Below are some records. Print exactly the lines between the one holding "positive clicks: (606, 626)" and the one holding "box: [2, 469, 1000, 666]", inclusive, and nothing else.

___ Data provided ___

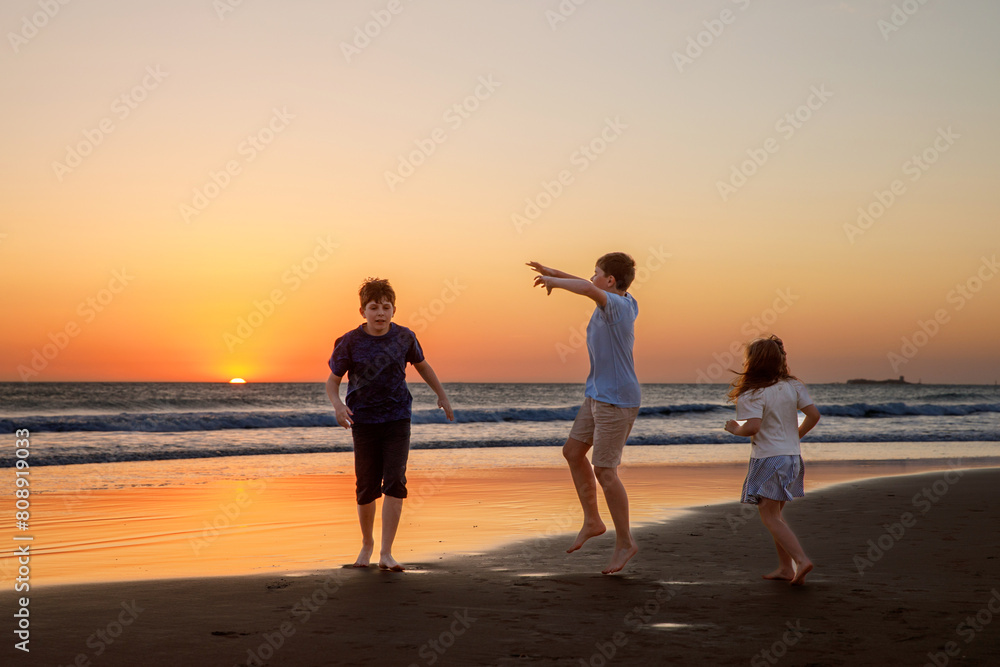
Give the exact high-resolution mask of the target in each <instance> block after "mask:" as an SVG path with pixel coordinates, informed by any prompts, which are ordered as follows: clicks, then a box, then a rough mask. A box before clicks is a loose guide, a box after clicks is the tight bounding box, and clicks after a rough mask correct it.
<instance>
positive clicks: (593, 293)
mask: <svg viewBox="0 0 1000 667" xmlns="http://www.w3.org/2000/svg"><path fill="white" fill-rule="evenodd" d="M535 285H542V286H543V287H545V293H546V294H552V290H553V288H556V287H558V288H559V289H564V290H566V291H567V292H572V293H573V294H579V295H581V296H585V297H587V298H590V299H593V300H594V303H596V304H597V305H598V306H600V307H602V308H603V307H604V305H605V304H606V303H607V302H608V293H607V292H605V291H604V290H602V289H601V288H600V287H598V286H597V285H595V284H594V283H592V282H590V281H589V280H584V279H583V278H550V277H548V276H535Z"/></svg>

___
___ Data provided ___

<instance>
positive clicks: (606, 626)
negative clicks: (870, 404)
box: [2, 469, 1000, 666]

___
___ Data provided ___

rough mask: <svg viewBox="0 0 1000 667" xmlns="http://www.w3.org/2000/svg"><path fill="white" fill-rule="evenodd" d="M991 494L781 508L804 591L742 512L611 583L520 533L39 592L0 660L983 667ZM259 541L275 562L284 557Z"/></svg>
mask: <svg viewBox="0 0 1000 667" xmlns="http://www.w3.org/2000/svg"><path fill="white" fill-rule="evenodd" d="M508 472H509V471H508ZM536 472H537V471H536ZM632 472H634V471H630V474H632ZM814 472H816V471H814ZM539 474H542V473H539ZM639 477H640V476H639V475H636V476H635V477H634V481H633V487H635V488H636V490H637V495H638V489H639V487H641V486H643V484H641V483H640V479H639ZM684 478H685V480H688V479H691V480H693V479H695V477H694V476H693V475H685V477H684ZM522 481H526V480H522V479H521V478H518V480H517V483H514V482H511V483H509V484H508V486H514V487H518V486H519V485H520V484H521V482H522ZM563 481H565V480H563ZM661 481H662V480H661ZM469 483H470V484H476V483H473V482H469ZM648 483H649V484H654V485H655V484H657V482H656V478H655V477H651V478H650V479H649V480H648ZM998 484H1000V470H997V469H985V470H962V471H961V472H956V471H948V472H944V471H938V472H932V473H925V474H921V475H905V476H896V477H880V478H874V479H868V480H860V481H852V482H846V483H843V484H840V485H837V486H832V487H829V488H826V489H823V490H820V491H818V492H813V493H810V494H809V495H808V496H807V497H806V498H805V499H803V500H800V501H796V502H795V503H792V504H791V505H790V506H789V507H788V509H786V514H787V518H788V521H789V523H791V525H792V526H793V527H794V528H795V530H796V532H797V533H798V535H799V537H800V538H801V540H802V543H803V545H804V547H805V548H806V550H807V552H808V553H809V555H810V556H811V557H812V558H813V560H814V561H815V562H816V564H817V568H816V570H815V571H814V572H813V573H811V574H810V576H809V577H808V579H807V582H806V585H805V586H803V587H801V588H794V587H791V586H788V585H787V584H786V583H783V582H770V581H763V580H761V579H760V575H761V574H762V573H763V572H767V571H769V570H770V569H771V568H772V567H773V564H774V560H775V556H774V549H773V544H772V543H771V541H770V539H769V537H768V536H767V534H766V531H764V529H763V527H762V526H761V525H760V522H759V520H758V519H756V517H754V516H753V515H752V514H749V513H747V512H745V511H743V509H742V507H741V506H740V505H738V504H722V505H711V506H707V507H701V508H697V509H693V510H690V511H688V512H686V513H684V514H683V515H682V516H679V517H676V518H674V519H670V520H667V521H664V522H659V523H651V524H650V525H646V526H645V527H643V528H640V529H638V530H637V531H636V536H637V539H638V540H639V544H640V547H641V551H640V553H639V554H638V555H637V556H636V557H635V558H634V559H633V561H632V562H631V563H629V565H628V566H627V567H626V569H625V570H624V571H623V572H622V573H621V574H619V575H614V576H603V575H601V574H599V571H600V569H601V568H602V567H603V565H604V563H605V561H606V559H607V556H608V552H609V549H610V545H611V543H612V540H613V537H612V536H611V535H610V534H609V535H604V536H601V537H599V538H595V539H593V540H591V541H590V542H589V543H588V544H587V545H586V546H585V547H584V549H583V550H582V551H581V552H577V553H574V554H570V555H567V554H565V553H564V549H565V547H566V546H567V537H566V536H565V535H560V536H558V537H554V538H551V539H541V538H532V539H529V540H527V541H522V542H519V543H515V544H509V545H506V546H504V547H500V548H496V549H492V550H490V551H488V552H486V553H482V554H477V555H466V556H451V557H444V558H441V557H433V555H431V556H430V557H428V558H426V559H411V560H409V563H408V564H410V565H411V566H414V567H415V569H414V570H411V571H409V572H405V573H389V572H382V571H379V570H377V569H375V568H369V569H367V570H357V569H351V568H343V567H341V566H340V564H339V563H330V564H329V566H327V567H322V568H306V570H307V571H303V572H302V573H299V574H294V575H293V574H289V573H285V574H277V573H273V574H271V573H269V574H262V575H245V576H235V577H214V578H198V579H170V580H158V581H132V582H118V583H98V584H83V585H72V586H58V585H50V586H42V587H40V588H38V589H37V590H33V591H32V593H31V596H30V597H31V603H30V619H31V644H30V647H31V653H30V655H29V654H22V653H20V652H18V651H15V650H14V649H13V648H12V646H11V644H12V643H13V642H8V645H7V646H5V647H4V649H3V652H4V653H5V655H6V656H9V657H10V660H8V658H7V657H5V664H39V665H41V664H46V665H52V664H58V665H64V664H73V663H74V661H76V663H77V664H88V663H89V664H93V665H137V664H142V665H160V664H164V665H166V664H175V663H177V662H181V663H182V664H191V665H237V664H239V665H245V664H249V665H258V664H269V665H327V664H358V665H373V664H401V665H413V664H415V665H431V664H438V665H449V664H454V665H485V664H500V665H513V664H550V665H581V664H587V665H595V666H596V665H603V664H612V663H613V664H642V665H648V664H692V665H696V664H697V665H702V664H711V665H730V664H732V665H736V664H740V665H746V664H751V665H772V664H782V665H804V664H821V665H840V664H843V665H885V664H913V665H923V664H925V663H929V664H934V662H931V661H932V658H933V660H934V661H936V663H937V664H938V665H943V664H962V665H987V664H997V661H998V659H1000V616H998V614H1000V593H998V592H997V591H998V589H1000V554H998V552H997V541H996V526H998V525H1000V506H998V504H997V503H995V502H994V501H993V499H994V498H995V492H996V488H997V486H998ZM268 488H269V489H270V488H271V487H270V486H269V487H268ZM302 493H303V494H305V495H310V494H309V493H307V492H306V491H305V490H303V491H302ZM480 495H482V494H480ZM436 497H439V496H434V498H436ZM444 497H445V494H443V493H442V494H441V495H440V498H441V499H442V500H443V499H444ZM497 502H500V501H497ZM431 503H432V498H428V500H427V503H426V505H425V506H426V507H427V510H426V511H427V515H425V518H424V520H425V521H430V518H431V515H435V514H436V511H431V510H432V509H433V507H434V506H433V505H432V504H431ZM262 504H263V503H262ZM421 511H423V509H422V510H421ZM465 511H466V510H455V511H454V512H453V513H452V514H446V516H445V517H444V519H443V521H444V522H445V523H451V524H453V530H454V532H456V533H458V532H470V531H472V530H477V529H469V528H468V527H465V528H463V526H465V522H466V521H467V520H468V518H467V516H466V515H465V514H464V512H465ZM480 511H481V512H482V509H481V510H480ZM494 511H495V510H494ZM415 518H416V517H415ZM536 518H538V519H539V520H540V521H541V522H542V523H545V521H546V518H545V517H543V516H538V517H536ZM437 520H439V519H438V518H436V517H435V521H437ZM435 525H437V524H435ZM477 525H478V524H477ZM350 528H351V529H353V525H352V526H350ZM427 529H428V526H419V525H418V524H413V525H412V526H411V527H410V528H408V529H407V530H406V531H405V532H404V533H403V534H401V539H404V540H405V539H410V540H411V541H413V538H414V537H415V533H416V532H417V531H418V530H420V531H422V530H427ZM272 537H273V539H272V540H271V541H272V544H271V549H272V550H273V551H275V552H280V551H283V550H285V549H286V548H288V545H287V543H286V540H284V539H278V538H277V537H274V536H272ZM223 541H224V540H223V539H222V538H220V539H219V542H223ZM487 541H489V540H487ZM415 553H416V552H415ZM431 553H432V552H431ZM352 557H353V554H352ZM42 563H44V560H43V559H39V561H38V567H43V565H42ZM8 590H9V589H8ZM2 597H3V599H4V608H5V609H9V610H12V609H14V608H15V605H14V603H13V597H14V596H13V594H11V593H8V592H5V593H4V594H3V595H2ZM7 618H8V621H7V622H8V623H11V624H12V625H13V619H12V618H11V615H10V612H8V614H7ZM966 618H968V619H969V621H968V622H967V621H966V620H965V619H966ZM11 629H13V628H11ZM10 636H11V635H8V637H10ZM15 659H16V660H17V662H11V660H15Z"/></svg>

___

Answer box:
positive clicks: (606, 626)
negative clicks: (870, 404)
box: [2, 469, 1000, 666]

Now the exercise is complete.